**Task:** Copy out each row below word for word, and leave the pictures out of your answer.
▬▬▬▬▬▬
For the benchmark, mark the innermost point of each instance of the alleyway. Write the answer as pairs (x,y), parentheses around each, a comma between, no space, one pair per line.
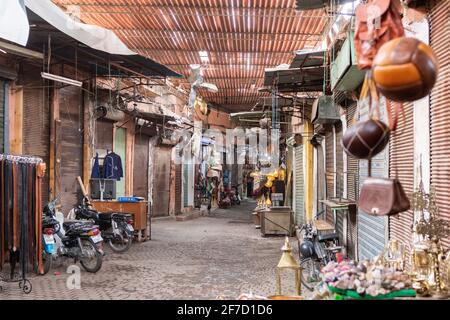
(219,255)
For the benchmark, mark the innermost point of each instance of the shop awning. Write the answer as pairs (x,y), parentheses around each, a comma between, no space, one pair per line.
(90,47)
(304,74)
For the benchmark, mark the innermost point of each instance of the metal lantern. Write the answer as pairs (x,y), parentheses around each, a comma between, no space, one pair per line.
(288,262)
▬▬▬▬▬▬
**Output for this task:**
For the benchmark, mark the innermost point of each instance of the alleyway. Write the answer as pairs (x,y), parentheses around each, a comma between, no space, one pair per line.
(219,255)
For the benchmark, mark the innermost point of each instance of the shop awning. Write the answer as pairs (x,y), parentheses around each, a comma between, no space, one pair per line.
(90,47)
(304,74)
For the benchmark, mark the innermost point of each instance of the metal lantern. Write the answer as pairs (x,y), parentheses around each, a comma between, no space, one pair per line.
(288,262)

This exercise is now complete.